__Required action__:
The reply should be an exact transcription of every record.

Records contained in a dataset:
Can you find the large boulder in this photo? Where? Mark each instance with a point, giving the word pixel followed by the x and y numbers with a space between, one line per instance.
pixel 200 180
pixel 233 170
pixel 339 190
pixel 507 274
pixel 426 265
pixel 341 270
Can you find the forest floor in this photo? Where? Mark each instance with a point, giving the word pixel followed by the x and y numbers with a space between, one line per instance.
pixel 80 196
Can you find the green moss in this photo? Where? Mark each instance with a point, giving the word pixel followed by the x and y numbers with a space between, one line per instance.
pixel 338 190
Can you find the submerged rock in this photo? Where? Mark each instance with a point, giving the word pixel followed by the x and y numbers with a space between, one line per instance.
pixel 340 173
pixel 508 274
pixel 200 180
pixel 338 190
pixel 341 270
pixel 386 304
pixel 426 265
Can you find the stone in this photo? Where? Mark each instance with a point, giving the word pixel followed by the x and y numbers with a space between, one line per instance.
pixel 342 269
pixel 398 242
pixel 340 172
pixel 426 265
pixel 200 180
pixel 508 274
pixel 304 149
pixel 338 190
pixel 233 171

__Result of this task__:
Can you find the large boulder in this photo? Where? Mark each instance with a point, giving the word pixel followed by the x and y numbers with a space between, one line per instance.
pixel 200 180
pixel 233 170
pixel 339 190
pixel 507 274
pixel 426 265
pixel 341 270
Can you find the forest floor in this photo? Where? Mark each instance with a point, giving the word pixel followed by the x and y numbers with a space between, one line per instance.
pixel 80 196
Can you find the green moss in this photo? Where? Mark each instance with a point, giving the word pixel followed by the x and y numbers with a space between, one line per instance.
pixel 338 190
Can you find the submerged rock in this photo? Where? Mark each instance with a point, giving the word pixel followed by the x and y numbers with a space between, one line per instance.
pixel 340 173
pixel 508 274
pixel 200 180
pixel 338 190
pixel 341 270
pixel 386 304
pixel 426 265
Can you find the stone in this photo? Where? Mark each instance with a point, giving the word pixel followed by the x and y numbers with a space between, one line per instance.
pixel 342 269
pixel 398 242
pixel 340 172
pixel 426 265
pixel 200 180
pixel 508 274
pixel 304 149
pixel 338 190
pixel 233 171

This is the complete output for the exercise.